Reproduce the rows word for word, from the start of the rows through the line containing "positive clicks: (77, 42) (89, 35)", with both ends included. Leave the pictures out of your answer.

Entries provided ▸
☆ ☆ ☆ ☆ ☆

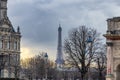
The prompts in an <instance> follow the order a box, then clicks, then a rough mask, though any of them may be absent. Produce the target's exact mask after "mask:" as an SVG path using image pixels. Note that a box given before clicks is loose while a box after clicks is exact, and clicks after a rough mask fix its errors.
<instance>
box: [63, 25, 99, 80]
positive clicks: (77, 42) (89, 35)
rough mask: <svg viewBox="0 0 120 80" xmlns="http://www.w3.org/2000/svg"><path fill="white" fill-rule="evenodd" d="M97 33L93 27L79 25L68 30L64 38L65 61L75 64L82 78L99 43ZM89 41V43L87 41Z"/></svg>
mask: <svg viewBox="0 0 120 80" xmlns="http://www.w3.org/2000/svg"><path fill="white" fill-rule="evenodd" d="M99 35H100V34H99V33H97V31H96V30H95V29H91V28H87V27H85V26H80V27H79V28H74V29H72V30H71V31H70V33H69V37H68V38H67V39H65V42H64V51H65V54H66V55H65V56H66V58H67V62H68V63H70V64H71V65H74V66H76V68H77V69H78V71H79V72H80V74H81V79H82V80H84V78H85V75H86V73H87V72H88V69H89V67H90V64H91V62H92V61H93V58H94V55H95V53H96V52H97V50H98V48H99V46H98V45H99V44H100V38H99ZM89 42H90V43H89Z"/></svg>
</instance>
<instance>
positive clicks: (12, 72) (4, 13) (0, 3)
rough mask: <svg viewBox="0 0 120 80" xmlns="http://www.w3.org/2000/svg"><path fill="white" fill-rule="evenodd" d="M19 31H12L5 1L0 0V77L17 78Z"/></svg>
mask: <svg viewBox="0 0 120 80" xmlns="http://www.w3.org/2000/svg"><path fill="white" fill-rule="evenodd" d="M20 38H21V34H20V29H19V27H18V28H17V31H15V30H14V28H13V26H12V24H11V22H10V20H9V18H8V16H7V0H0V72H1V74H0V77H2V78H14V77H19V69H20Z"/></svg>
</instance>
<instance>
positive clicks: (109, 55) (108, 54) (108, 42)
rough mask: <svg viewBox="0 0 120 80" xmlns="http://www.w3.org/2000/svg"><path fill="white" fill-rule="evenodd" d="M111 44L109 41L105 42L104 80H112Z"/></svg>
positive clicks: (112, 78) (110, 42)
mask: <svg viewBox="0 0 120 80" xmlns="http://www.w3.org/2000/svg"><path fill="white" fill-rule="evenodd" d="M112 46H113V43H112V41H111V40H108V41H107V75H106V80H114V76H113V65H112V64H113V57H112V56H113V55H112Z"/></svg>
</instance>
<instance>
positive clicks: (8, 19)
mask: <svg viewBox="0 0 120 80" xmlns="http://www.w3.org/2000/svg"><path fill="white" fill-rule="evenodd" d="M3 25H8V28H9V32H15V30H14V28H13V26H12V24H11V22H10V20H9V19H8V17H7V18H6V19H5V18H4V19H2V20H0V28H6V27H3Z"/></svg>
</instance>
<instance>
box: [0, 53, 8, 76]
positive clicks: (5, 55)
mask: <svg viewBox="0 0 120 80" xmlns="http://www.w3.org/2000/svg"><path fill="white" fill-rule="evenodd" d="M5 57H7V56H6V55H4V54H3V53H2V54H0V78H2V77H4V76H3V74H4V73H3V74H2V69H4V67H5V62H6V60H5Z"/></svg>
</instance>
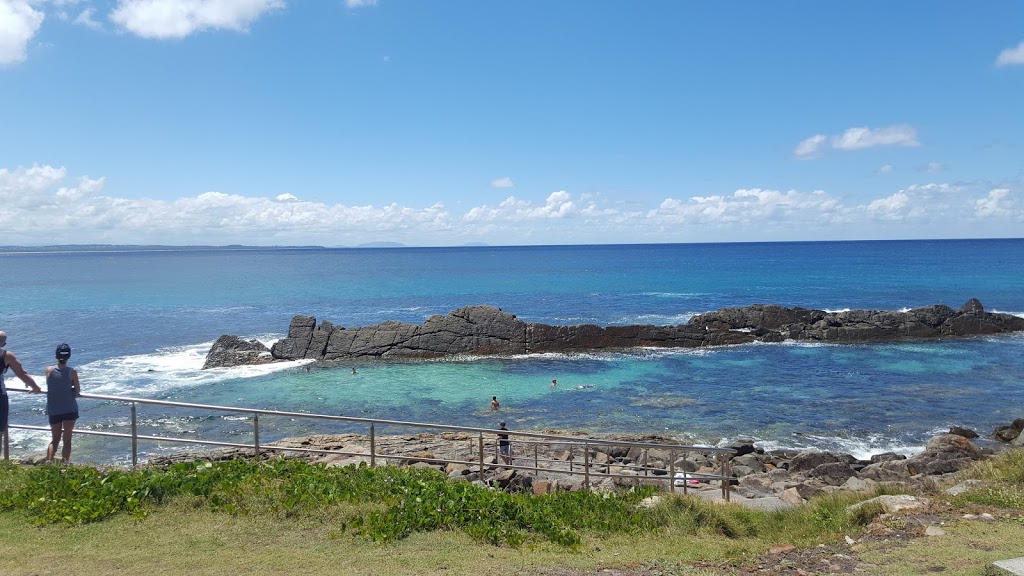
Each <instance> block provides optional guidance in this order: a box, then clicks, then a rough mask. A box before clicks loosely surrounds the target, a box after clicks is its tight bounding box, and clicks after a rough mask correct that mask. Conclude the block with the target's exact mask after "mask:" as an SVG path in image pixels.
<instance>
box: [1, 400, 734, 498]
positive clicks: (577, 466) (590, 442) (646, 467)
mask: <svg viewBox="0 0 1024 576" xmlns="http://www.w3.org/2000/svg"><path fill="white" fill-rule="evenodd" d="M7 389H8V390H9V392H24V393H28V392H29V389H28V388H11V387H8V388H7ZM80 398H83V399H92V400H100V401H108V402H112V403H117V404H123V405H125V406H126V407H128V409H129V411H130V430H131V431H130V433H116V431H100V430H87V429H76V430H75V431H74V434H75V435H83V436H98V437H109V438H121V439H127V440H129V441H130V443H131V463H132V466H133V467H134V466H137V465H138V464H139V457H138V454H139V451H138V444H139V442H140V441H144V442H157V443H175V444H188V445H199V446H210V447H218V448H238V449H246V450H248V449H251V450H252V451H253V455H254V456H256V457H259V456H260V454H261V453H264V452H266V453H269V452H293V453H302V454H307V455H312V454H319V455H325V456H330V455H333V456H346V457H351V458H359V459H362V461H368V462H369V463H370V465H372V466H376V465H378V460H380V461H382V462H383V463H385V464H387V463H390V462H394V461H397V463H398V464H402V463H412V462H426V463H428V464H435V465H437V466H445V465H449V464H463V465H466V466H468V470H469V471H470V472H472V467H474V466H478V467H477V471H476V472H475V474H477V475H478V478H479V479H480V480H483V479H484V474H485V471H486V470H499V471H500V470H503V469H513V470H521V471H522V472H523V474H527V475H532V476H535V477H542V476H543V477H545V478H556V477H561V476H563V475H564V476H567V477H569V478H579V477H583V487H585V488H587V489H591V488H593V485H592V480H593V479H598V480H603V479H613V480H618V481H620V482H626V483H636V484H639V483H645V484H655V485H664V484H668V488H669V490H670V491H675V490H676V488H677V487H681V488H682V489H683V492H684V493H685V492H687V491H688V490H689V489H691V482H695V483H706V484H715V483H718V484H719V485H720V487H721V491H722V497H723V498H724V499H725V500H729V484H730V470H729V466H730V460H731V457H732V455H733V454H734V453H735V451H734V450H733V449H731V448H718V447H713V446H686V445H675V444H660V443H643V442H626V441H618V440H610V439H600V438H583V437H573V436H560V435H550V434H544V433H535V431H519V430H511V429H509V430H504V429H503V430H498V429H496V428H482V427H475V426H455V425H449V424H434V423H426V422H410V421H403V420H388V419H379V418H360V417H356V416H335V415H330V414H313V413H306V412H288V411H282V410H266V409H260V408H240V407H236V406H217V405H208V404H195V403H187V402H171V401H166V400H151V399H143V398H132V397H122V396H106V395H97V394H83V395H81V397H80ZM138 406H164V407H173V408H189V409H195V410H205V411H216V412H228V413H236V414H249V415H252V422H253V437H252V438H253V441H252V442H251V443H241V442H223V441H215V440H203V439H197V438H179V437H174V436H152V435H141V434H138V415H137V410H138V409H137V407H138ZM260 416H285V417H290V418H295V419H311V420H333V421H340V422H347V423H354V424H365V425H367V426H368V434H367V435H366V437H367V438H368V439H369V444H370V446H369V450H367V451H346V450H337V449H314V448H307V447H294V446H284V445H274V444H265V445H264V444H260ZM385 426H389V427H401V428H416V429H424V430H429V431H433V433H458V434H459V435H461V439H462V440H463V442H466V444H467V449H466V450H465V451H463V454H465V455H466V457H465V458H461V459H460V458H435V457H431V456H424V455H413V454H410V453H402V452H399V453H384V452H382V451H380V450H379V449H378V447H377V443H378V441H379V440H381V439H382V438H384V437H382V435H381V434H380V430H379V429H378V428H380V427H385ZM9 427H10V428H17V429H25V430H40V431H50V428H49V427H46V426H36V425H29V424H14V423H11V424H9ZM311 434H315V430H311ZM499 434H502V435H508V438H509V441H510V442H512V443H513V445H514V446H516V447H518V450H517V454H515V455H514V457H513V458H511V462H508V463H506V462H504V460H503V458H502V457H501V456H502V455H501V454H500V451H499V445H498V435H499ZM610 449H615V451H617V452H622V451H623V450H624V449H625V450H627V451H630V452H631V453H634V449H636V450H639V451H640V454H639V456H641V457H640V458H639V459H636V458H635V459H634V460H633V461H623V460H622V459H620V460H618V461H613V460H612V459H611V458H610V457H609V456H608V453H607V452H608V451H610ZM602 450H603V451H602ZM651 450H656V451H658V454H665V453H668V455H669V457H668V458H660V457H658V458H648V456H649V455H650V451H651ZM530 451H531V452H532V454H530ZM542 451H543V453H544V457H542ZM554 451H557V452H559V453H560V457H558V458H554V457H551V456H550V455H551V453H552V452H554ZM599 454H603V457H602V456H599ZM694 454H698V455H702V456H703V458H705V459H707V460H708V461H714V463H715V465H714V467H713V469H712V471H707V470H705V471H693V470H690V469H677V466H678V465H680V464H684V465H686V467H688V468H693V467H695V464H693V463H692V460H687V458H688V457H689V456H691V455H694ZM530 456H531V457H530ZM3 458H4V459H5V460H7V459H9V458H10V442H9V437H8V431H7V430H4V431H3ZM579 458H582V460H583V461H582V462H580V461H579V460H578V459H579ZM652 459H653V460H654V462H651V461H650V460H652ZM515 460H519V461H520V462H521V461H523V460H525V461H526V462H527V463H526V464H522V463H512V462H515ZM688 461H689V462H690V463H689V464H686V462H688ZM612 470H614V471H612Z"/></svg>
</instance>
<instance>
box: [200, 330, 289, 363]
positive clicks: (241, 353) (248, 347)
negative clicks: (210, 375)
mask: <svg viewBox="0 0 1024 576" xmlns="http://www.w3.org/2000/svg"><path fill="white" fill-rule="evenodd" d="M273 360H274V359H273V356H272V355H271V354H270V349H269V348H267V347H266V346H265V345H263V342H261V341H259V340H243V339H242V338H240V337H238V336H227V335H225V336H221V337H219V338H217V341H216V342H214V343H213V345H212V346H211V347H210V352H209V353H208V354H207V355H206V363H205V364H203V369H204V370H206V369H207V368H219V367H223V366H251V365H254V364H267V363H269V362H273Z"/></svg>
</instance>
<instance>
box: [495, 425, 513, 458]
mask: <svg viewBox="0 0 1024 576" xmlns="http://www.w3.org/2000/svg"><path fill="white" fill-rule="evenodd" d="M498 429H501V430H508V428H506V427H505V420H502V421H501V422H498ZM498 453H499V454H500V455H501V457H502V461H503V462H505V463H506V464H511V463H512V443H511V442H509V435H507V434H499V435H498Z"/></svg>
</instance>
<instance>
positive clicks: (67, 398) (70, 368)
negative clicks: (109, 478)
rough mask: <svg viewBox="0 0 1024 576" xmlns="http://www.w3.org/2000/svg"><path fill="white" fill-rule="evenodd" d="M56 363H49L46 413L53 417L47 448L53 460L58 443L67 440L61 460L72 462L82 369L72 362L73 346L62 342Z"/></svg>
mask: <svg viewBox="0 0 1024 576" xmlns="http://www.w3.org/2000/svg"><path fill="white" fill-rule="evenodd" d="M56 359H57V365H56V366H47V367H46V414H47V415H48V416H49V420H50V433H51V435H52V436H51V440H50V445H49V446H48V447H47V448H46V461H47V462H52V461H53V457H54V456H55V455H56V452H57V447H58V446H60V442H61V441H62V442H63V448H62V449H61V450H60V461H61V462H63V463H65V464H68V463H69V462H71V436H72V430H74V429H75V421H76V420H78V400H76V399H77V398H78V397H79V396H80V395H81V394H82V389H81V386H80V385H79V382H78V371H77V370H75V369H74V368H72V367H71V366H68V361H69V360H70V359H71V346H69V345H68V344H60V345H59V346H57V351H56Z"/></svg>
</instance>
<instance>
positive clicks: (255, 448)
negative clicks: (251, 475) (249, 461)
mask: <svg viewBox="0 0 1024 576" xmlns="http://www.w3.org/2000/svg"><path fill="white" fill-rule="evenodd" d="M253 458H254V459H256V460H259V412H253Z"/></svg>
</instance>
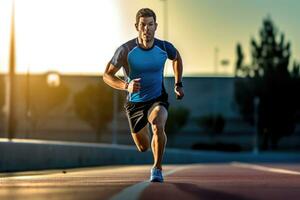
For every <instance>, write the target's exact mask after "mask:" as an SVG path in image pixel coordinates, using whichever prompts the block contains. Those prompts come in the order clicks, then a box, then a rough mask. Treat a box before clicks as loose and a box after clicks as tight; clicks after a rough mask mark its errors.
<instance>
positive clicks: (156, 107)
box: [148, 105, 168, 126]
mask: <svg viewBox="0 0 300 200" xmlns="http://www.w3.org/2000/svg"><path fill="white" fill-rule="evenodd" d="M167 119H168V110H167V109H166V108H165V107H164V106H163V105H153V106H152V107H151V108H150V110H149V113H148V121H149V122H150V124H151V125H153V124H158V125H163V126H164V125H165V124H166V121H167Z"/></svg>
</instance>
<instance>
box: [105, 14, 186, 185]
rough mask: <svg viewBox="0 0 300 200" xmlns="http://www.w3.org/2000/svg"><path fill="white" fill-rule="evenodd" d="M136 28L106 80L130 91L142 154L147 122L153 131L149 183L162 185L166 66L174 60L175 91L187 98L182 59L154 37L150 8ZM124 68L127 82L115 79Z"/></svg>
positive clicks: (129, 97) (155, 22) (165, 142)
mask: <svg viewBox="0 0 300 200" xmlns="http://www.w3.org/2000/svg"><path fill="white" fill-rule="evenodd" d="M135 28H136V30H137V32H138V37H137V38H134V39H132V40H130V41H128V42H126V43H125V44H123V45H121V46H120V47H119V48H118V49H117V50H116V52H115V54H114V56H113V57H112V59H111V60H110V62H109V63H108V65H107V67H106V69H105V72H104V75H103V80H104V81H105V83H107V84H108V85H110V86H111V87H113V88H115V89H119V90H124V91H126V92H128V95H127V102H126V103H125V106H124V107H125V110H126V114H127V117H128V121H129V127H130V130H131V135H132V138H133V140H134V142H135V144H136V146H137V149H138V150H139V151H141V152H145V151H147V149H148V148H149V147H150V138H149V132H148V131H149V130H148V123H150V125H151V129H152V133H153V136H152V141H151V147H152V153H153V157H154V164H153V167H152V169H151V175H150V181H151V182H163V180H164V179H163V175H162V159H163V154H164V149H165V146H166V142H167V137H166V133H165V124H166V121H167V117H168V107H169V103H168V94H167V93H166V90H165V87H164V83H163V72H164V65H165V62H166V60H167V59H170V60H172V64H173V70H174V75H175V84H174V92H175V94H176V96H177V98H179V99H181V98H182V97H183V96H184V91H183V85H182V60H181V57H180V54H179V52H178V51H177V50H176V49H175V47H174V46H173V45H172V44H171V43H169V42H167V41H162V40H159V39H157V38H155V37H154V35H155V31H156V29H157V23H156V15H155V13H154V12H153V11H152V10H151V9H149V8H143V9H140V10H139V11H138V12H137V14H136V23H135ZM122 67H123V69H124V73H125V81H124V80H122V79H120V78H119V77H118V76H116V73H117V72H118V70H120V68H122Z"/></svg>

☆ ☆ ☆ ☆ ☆

Exercise result ▸
The prompts in an <instance> follow the order a box, then clicks, then a rough mask, though any of them may be absent. Produce the target's exact mask after "mask:" as an SVG path using image pixels. Note that a box given before clicks is loose while a box after clicks is exact, and clicks after a rough mask fix its errors.
<instance>
box: [63, 25, 99, 80]
positive clicks: (77, 42) (89, 35)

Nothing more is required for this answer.